====== Records for this exercise
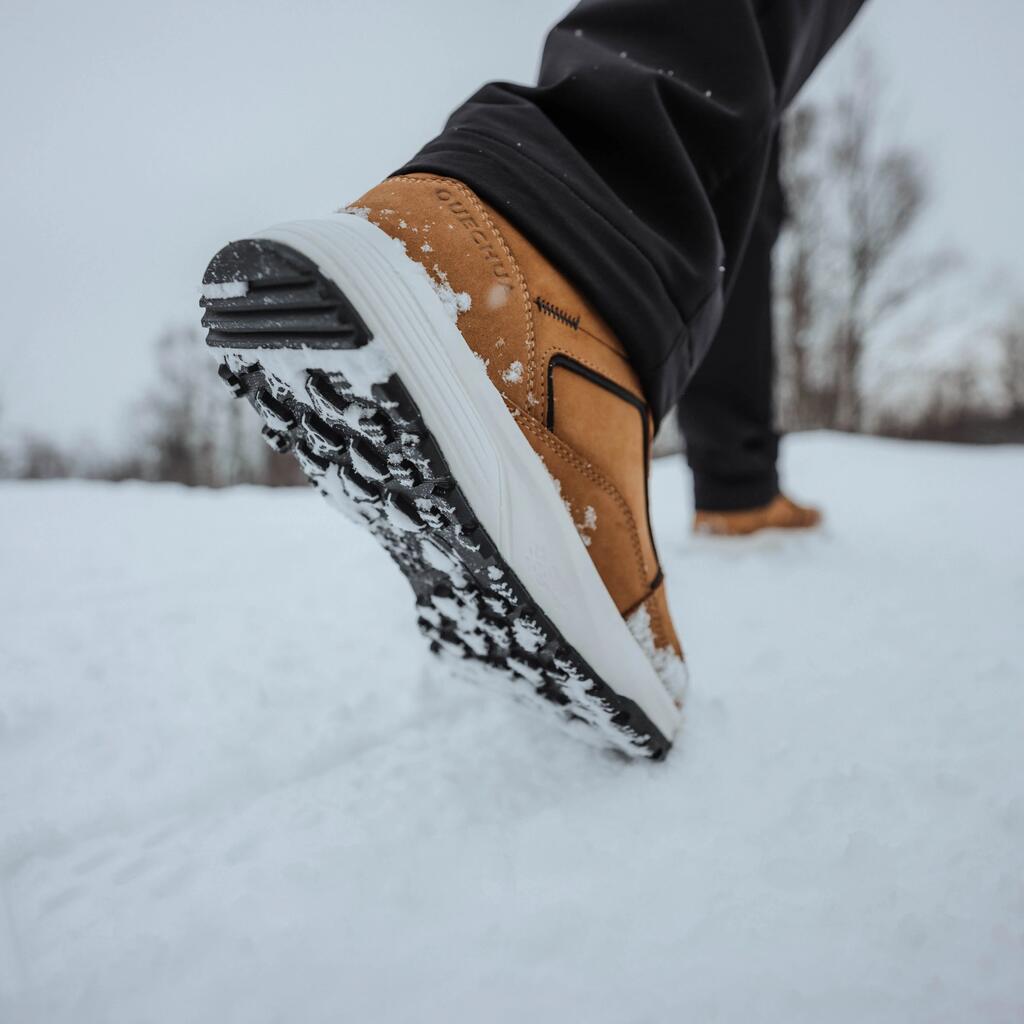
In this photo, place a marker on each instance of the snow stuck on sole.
(293, 344)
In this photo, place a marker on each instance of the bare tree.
(854, 200)
(1012, 337)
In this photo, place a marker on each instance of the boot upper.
(561, 372)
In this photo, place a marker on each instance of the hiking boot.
(440, 382)
(779, 513)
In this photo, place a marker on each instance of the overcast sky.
(135, 138)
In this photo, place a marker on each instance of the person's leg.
(727, 414)
(638, 160)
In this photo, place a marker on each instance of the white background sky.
(136, 137)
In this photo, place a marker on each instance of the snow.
(513, 373)
(225, 290)
(231, 792)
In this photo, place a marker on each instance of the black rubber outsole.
(373, 455)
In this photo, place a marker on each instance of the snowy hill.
(230, 793)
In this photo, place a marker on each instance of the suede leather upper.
(559, 369)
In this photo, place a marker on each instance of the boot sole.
(320, 326)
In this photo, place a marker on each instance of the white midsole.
(503, 478)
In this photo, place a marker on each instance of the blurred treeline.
(855, 311)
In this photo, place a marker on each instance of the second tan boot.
(779, 513)
(445, 386)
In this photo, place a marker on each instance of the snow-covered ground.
(230, 793)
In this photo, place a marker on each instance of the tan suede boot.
(779, 513)
(438, 379)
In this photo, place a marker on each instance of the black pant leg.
(727, 413)
(637, 162)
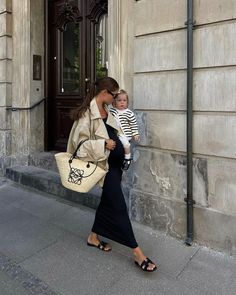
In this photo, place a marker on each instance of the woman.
(94, 122)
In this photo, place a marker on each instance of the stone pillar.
(120, 43)
(28, 39)
(5, 78)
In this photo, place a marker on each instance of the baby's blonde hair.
(122, 91)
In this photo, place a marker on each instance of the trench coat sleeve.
(92, 149)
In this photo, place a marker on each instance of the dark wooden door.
(74, 60)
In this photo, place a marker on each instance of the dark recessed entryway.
(76, 54)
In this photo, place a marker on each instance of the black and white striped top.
(127, 121)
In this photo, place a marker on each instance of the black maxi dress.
(111, 219)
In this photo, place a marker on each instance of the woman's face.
(121, 102)
(109, 96)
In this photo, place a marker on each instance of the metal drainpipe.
(189, 200)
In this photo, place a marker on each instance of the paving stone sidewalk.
(43, 251)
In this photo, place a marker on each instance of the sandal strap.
(102, 245)
(144, 264)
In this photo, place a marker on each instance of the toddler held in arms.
(127, 122)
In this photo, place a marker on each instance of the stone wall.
(159, 172)
(22, 36)
(5, 77)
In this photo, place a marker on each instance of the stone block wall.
(5, 76)
(21, 36)
(159, 98)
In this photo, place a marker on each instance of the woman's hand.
(110, 144)
(136, 138)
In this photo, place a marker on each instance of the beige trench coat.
(92, 127)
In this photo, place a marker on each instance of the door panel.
(72, 59)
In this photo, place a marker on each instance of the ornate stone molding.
(67, 13)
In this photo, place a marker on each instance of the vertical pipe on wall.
(189, 200)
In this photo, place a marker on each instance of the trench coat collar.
(95, 114)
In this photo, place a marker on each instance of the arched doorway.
(76, 55)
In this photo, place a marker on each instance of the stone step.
(45, 160)
(49, 182)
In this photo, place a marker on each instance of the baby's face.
(121, 102)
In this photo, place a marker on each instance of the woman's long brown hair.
(106, 83)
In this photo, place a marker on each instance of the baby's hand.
(136, 137)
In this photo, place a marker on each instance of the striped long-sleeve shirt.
(127, 120)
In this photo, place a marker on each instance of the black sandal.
(144, 265)
(126, 164)
(101, 246)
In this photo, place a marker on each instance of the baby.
(127, 122)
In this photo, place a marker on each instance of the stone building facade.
(147, 49)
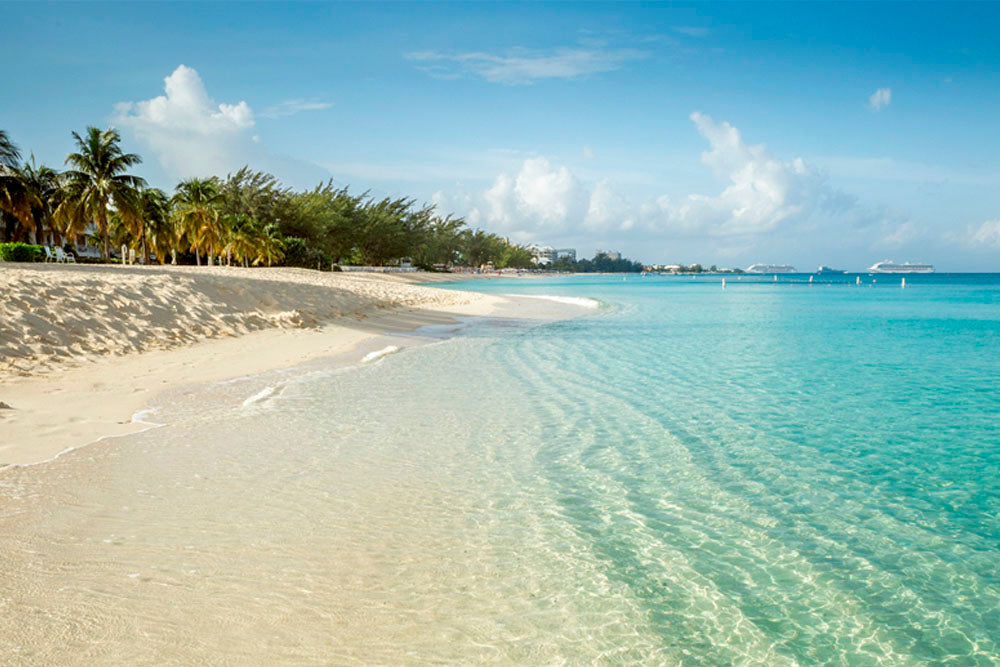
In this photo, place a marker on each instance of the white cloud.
(188, 132)
(524, 66)
(292, 107)
(898, 235)
(764, 193)
(880, 99)
(986, 235)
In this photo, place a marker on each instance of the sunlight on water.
(761, 475)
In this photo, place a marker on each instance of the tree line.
(247, 217)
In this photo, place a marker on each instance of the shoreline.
(96, 397)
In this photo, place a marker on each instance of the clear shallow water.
(779, 474)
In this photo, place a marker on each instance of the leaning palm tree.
(16, 200)
(196, 208)
(97, 179)
(43, 184)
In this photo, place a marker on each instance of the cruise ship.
(907, 267)
(770, 268)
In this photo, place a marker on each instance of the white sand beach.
(82, 348)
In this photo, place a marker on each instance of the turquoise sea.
(771, 473)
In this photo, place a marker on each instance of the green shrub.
(21, 252)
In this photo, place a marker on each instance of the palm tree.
(15, 198)
(157, 231)
(96, 180)
(195, 203)
(269, 247)
(43, 184)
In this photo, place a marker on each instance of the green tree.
(43, 185)
(97, 180)
(16, 199)
(196, 211)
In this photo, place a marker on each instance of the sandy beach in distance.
(83, 348)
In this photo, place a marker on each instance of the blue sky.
(727, 134)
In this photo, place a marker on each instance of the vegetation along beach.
(465, 333)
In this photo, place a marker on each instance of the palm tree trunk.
(102, 221)
(145, 248)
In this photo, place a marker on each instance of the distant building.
(542, 255)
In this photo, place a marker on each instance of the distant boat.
(907, 267)
(770, 268)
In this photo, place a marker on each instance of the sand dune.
(54, 316)
(82, 348)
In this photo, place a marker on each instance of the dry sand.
(83, 348)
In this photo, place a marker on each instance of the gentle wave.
(259, 396)
(571, 300)
(378, 354)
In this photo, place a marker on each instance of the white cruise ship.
(770, 268)
(906, 267)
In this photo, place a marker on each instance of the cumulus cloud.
(539, 198)
(292, 107)
(763, 191)
(880, 99)
(187, 131)
(190, 134)
(762, 194)
(524, 66)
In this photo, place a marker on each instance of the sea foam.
(571, 300)
(378, 354)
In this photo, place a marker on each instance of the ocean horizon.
(775, 472)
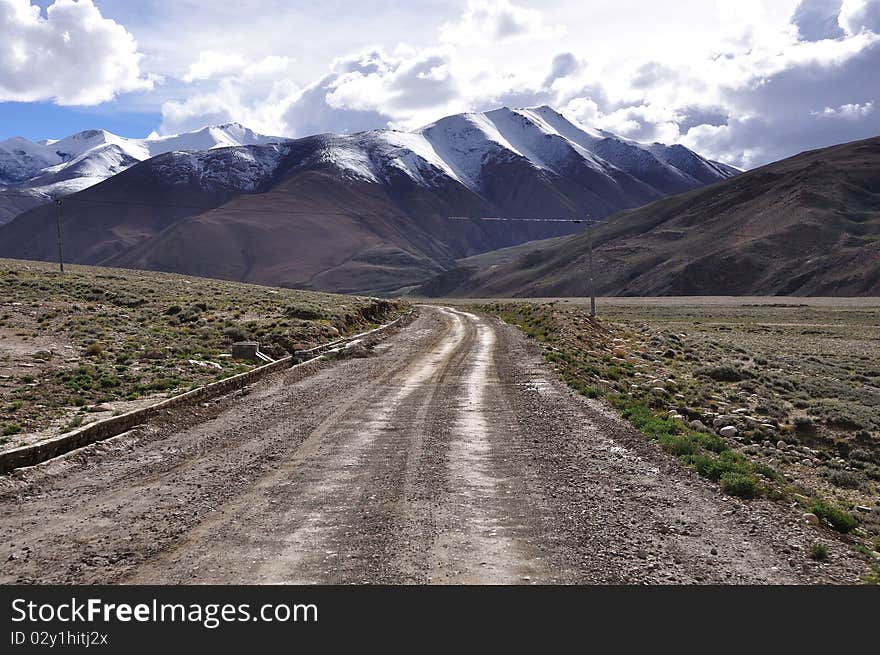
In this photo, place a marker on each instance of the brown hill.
(366, 212)
(808, 225)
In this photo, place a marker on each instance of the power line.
(499, 218)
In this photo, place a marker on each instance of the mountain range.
(808, 225)
(367, 212)
(31, 173)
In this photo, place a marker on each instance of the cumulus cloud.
(858, 16)
(496, 20)
(817, 19)
(213, 64)
(765, 89)
(73, 55)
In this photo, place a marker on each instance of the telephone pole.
(590, 266)
(58, 227)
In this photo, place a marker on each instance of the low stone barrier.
(116, 425)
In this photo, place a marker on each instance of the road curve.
(451, 455)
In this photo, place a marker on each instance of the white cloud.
(860, 16)
(849, 111)
(486, 21)
(212, 64)
(770, 82)
(73, 55)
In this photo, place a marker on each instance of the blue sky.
(744, 81)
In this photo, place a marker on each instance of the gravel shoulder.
(452, 455)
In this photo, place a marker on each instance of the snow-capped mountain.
(461, 147)
(54, 168)
(362, 212)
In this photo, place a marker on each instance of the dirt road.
(452, 455)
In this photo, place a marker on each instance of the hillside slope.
(367, 212)
(808, 225)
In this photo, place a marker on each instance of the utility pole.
(590, 265)
(58, 226)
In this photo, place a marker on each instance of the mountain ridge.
(361, 212)
(807, 225)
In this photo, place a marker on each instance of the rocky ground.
(452, 454)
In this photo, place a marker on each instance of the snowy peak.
(90, 156)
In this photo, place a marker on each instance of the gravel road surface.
(451, 455)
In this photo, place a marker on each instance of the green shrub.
(679, 444)
(304, 312)
(840, 520)
(723, 373)
(804, 425)
(818, 552)
(846, 479)
(11, 428)
(744, 485)
(94, 349)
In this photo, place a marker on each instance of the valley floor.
(452, 455)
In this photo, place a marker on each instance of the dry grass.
(109, 336)
(799, 379)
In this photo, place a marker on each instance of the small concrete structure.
(246, 350)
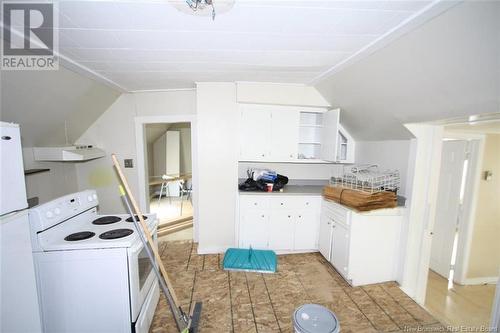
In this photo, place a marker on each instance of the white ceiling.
(148, 45)
(444, 69)
(487, 127)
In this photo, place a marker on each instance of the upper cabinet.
(270, 133)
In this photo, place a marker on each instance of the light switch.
(128, 162)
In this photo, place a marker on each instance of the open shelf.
(34, 171)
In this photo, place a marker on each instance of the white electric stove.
(93, 272)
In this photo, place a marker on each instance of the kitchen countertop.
(291, 190)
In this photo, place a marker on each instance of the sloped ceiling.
(446, 68)
(52, 107)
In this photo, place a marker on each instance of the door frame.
(142, 173)
(459, 222)
(475, 149)
(425, 164)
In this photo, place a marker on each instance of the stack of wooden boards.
(360, 200)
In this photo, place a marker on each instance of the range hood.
(67, 153)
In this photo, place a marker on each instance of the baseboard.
(212, 250)
(481, 280)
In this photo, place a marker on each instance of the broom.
(185, 323)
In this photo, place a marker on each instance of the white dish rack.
(367, 178)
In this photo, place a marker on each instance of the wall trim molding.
(480, 280)
(212, 250)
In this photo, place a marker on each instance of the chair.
(164, 187)
(186, 187)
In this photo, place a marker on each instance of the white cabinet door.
(329, 135)
(281, 230)
(306, 231)
(254, 229)
(284, 135)
(325, 235)
(340, 248)
(255, 133)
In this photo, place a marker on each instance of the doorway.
(167, 176)
(452, 295)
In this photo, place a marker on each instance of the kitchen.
(228, 137)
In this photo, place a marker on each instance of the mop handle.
(163, 271)
(153, 262)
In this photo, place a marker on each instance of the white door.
(447, 206)
(325, 236)
(13, 189)
(284, 135)
(173, 163)
(340, 248)
(254, 229)
(255, 133)
(329, 135)
(306, 231)
(281, 230)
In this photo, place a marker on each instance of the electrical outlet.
(128, 162)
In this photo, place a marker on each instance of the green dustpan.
(249, 260)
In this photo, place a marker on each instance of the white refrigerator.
(19, 306)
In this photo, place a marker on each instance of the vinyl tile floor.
(254, 302)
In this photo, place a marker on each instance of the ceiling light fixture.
(203, 7)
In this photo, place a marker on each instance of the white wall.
(160, 156)
(43, 101)
(484, 258)
(392, 154)
(217, 165)
(114, 131)
(186, 158)
(282, 94)
(59, 181)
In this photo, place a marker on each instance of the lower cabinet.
(254, 225)
(279, 222)
(363, 247)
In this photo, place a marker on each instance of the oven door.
(141, 275)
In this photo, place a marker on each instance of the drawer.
(336, 211)
(254, 202)
(291, 203)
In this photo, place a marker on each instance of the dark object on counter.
(251, 185)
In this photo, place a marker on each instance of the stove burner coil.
(79, 236)
(106, 220)
(136, 218)
(116, 233)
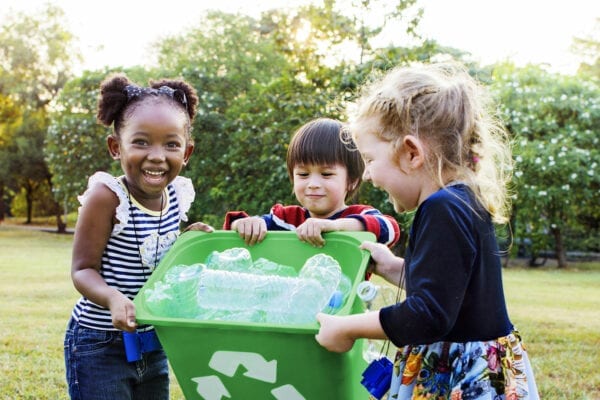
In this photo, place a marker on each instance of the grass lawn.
(557, 312)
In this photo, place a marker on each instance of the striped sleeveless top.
(136, 245)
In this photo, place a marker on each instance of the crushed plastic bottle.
(374, 297)
(262, 266)
(177, 295)
(264, 292)
(281, 299)
(233, 259)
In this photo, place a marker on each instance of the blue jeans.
(97, 368)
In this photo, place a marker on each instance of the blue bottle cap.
(377, 378)
(336, 299)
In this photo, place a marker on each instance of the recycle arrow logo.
(227, 363)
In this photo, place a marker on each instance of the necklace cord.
(137, 240)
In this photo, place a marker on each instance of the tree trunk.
(561, 252)
(1, 202)
(61, 226)
(29, 199)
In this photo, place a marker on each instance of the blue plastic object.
(138, 343)
(377, 378)
(337, 300)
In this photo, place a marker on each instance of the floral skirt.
(495, 370)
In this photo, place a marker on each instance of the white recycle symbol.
(227, 362)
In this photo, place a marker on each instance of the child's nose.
(157, 153)
(314, 182)
(366, 175)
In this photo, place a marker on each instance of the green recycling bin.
(215, 360)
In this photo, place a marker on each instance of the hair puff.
(112, 98)
(177, 84)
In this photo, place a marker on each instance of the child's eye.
(173, 145)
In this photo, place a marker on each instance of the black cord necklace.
(137, 240)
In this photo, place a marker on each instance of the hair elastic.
(134, 91)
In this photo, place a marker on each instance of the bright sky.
(119, 32)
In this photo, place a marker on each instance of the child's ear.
(113, 147)
(414, 150)
(352, 186)
(188, 153)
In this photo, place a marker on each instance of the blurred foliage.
(554, 121)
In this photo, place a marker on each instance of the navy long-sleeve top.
(453, 275)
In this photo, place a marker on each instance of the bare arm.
(387, 265)
(312, 229)
(338, 333)
(252, 229)
(94, 225)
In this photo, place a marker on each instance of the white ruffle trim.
(122, 212)
(184, 190)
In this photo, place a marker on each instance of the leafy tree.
(554, 120)
(589, 48)
(36, 55)
(75, 145)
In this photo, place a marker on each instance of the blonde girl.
(428, 138)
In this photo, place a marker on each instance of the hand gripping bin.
(216, 360)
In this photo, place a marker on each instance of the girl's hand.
(387, 265)
(331, 335)
(252, 229)
(199, 226)
(311, 230)
(122, 311)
============
:: Exercise ::
Give exactly the lines from the one with "the necklace cord." to the end of the entries, nothing before them.

:: Response below ::
In this photo, place a marker on each instance of the necklace cord.
(137, 240)
In this photo, place a marker on each instance of the tree trunk.
(561, 252)
(1, 202)
(61, 226)
(29, 199)
In this photo, place a marker on each instance of the blue plastic object.
(138, 343)
(377, 378)
(337, 300)
In this photo, place a marker on each instance of the floral skirt.
(495, 370)
In this photo, place a marker on each instance of the white recycle symbol.
(227, 362)
In this photo, place a marker on each instance of the child's nose.
(157, 153)
(314, 182)
(366, 175)
In this photo, place a marker on each instance of the green recycling bin.
(215, 360)
In this photo, place a marker on each instance of the hair puff.
(112, 98)
(177, 84)
In this photo, place a marker on each instance of the child's eye.
(173, 145)
In this photo, place a marker on each instance of the black cord necklace.
(137, 240)
In this photo, place a marker on each instance of the hair elastic.
(134, 91)
In this photo, place a marker on each instance of the bright sky.
(119, 32)
In this photo, place a marker on each instance of the child's ear.
(113, 147)
(414, 150)
(352, 186)
(188, 153)
In this photo, place a marker on each instance of the blurred foliage.
(554, 121)
In this photo, place a marker on each instance of the navy long-sleeve top.
(453, 275)
In this photo, place a marker on each instance of the bare arm.
(387, 265)
(312, 229)
(338, 333)
(252, 229)
(94, 225)
In this photo, place a marker on each instance of the white ruffle trim.
(122, 212)
(184, 190)
In this photo, place a marker on each instance of the leafy tree.
(554, 120)
(589, 48)
(36, 55)
(75, 145)
In this photo, place a marker on each instance of the blonde girl.
(428, 138)
In this photo, place a marker on each instance of the hand gripping bin.
(216, 360)
In this photo, place a marker on each instance of the girl's hand.
(387, 265)
(331, 335)
(252, 229)
(199, 226)
(311, 230)
(122, 311)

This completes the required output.